### Exercise inputs

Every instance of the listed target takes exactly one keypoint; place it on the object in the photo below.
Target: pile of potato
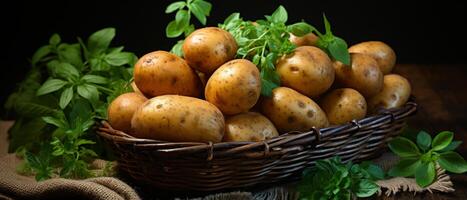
(210, 96)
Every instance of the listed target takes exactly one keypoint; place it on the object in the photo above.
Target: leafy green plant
(332, 179)
(421, 159)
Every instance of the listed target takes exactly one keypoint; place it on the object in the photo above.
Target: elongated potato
(292, 111)
(178, 119)
(343, 105)
(234, 87)
(396, 92)
(249, 126)
(362, 75)
(160, 72)
(308, 70)
(380, 51)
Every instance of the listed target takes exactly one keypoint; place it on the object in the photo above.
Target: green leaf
(175, 6)
(403, 147)
(65, 98)
(280, 15)
(442, 140)
(405, 167)
(50, 85)
(425, 174)
(452, 162)
(424, 140)
(100, 40)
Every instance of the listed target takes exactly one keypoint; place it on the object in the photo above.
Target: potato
(208, 48)
(121, 110)
(396, 92)
(362, 75)
(308, 70)
(160, 72)
(249, 126)
(381, 52)
(234, 87)
(343, 105)
(292, 111)
(309, 39)
(178, 119)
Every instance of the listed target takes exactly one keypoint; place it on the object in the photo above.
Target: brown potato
(308, 70)
(381, 52)
(249, 126)
(362, 75)
(309, 39)
(206, 49)
(292, 111)
(343, 105)
(160, 72)
(234, 87)
(121, 110)
(396, 92)
(178, 119)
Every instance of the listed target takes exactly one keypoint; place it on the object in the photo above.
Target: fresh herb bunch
(331, 179)
(421, 159)
(181, 25)
(64, 95)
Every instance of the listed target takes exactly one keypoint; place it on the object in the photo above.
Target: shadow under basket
(209, 167)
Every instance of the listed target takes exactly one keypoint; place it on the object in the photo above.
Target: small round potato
(381, 52)
(309, 39)
(249, 126)
(160, 72)
(121, 110)
(235, 87)
(178, 119)
(208, 48)
(396, 92)
(343, 105)
(292, 111)
(308, 70)
(363, 75)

######

> _Aim of the exercise_
What you return must match the entries above exactly, apart from the pictures, which are left out.

> _Task output_
Every instance of the listed target takes exactly one keypoint; place it on the object in the photo below.
Target: pile of potato
(210, 96)
Every instance of the listed target takes exactly one keypoint; place it on the object in the photo above.
Target: leafy green plant
(332, 179)
(421, 159)
Every instance of the listed target takes exactly one keypoint; place it on the object in the photo above.
Target: elongated potato
(292, 111)
(178, 119)
(343, 105)
(234, 87)
(396, 92)
(249, 126)
(362, 75)
(160, 72)
(308, 70)
(380, 51)
Every instance of the listed target takes exactly one keypoint; place it on the object in the photo above.
Target: green leaf
(175, 6)
(403, 147)
(65, 98)
(280, 15)
(442, 140)
(405, 167)
(50, 85)
(425, 174)
(452, 162)
(424, 140)
(100, 40)
Every instance of the listed target takes exactly one keypoint; place it on the object in the photo above.
Target: potato
(208, 48)
(121, 110)
(396, 92)
(362, 75)
(308, 70)
(160, 72)
(249, 126)
(381, 52)
(234, 87)
(343, 105)
(292, 111)
(309, 39)
(178, 119)
Every instance of the listed target takes exactly one keypoint; place it on the object in the photo above.
Target: brown potato
(308, 70)
(381, 52)
(249, 126)
(362, 75)
(309, 39)
(206, 49)
(292, 111)
(343, 105)
(160, 72)
(234, 87)
(121, 110)
(396, 92)
(178, 119)
Every instance of the listed target takes exactly one keypoint; place it on the object in the photo above.
Target: fresh herb bunch
(331, 179)
(421, 159)
(181, 25)
(64, 95)
Every instance of the listed target takes exactly one keypoint; place it on the object in the photo above.
Target: shadow under basket
(209, 167)
Every instance of the listed target takes exactly one keypoint; place it on the object in the photo above.
Target: small round potato
(381, 52)
(309, 39)
(249, 126)
(160, 72)
(121, 110)
(235, 87)
(178, 119)
(208, 48)
(396, 92)
(343, 105)
(292, 111)
(308, 70)
(363, 75)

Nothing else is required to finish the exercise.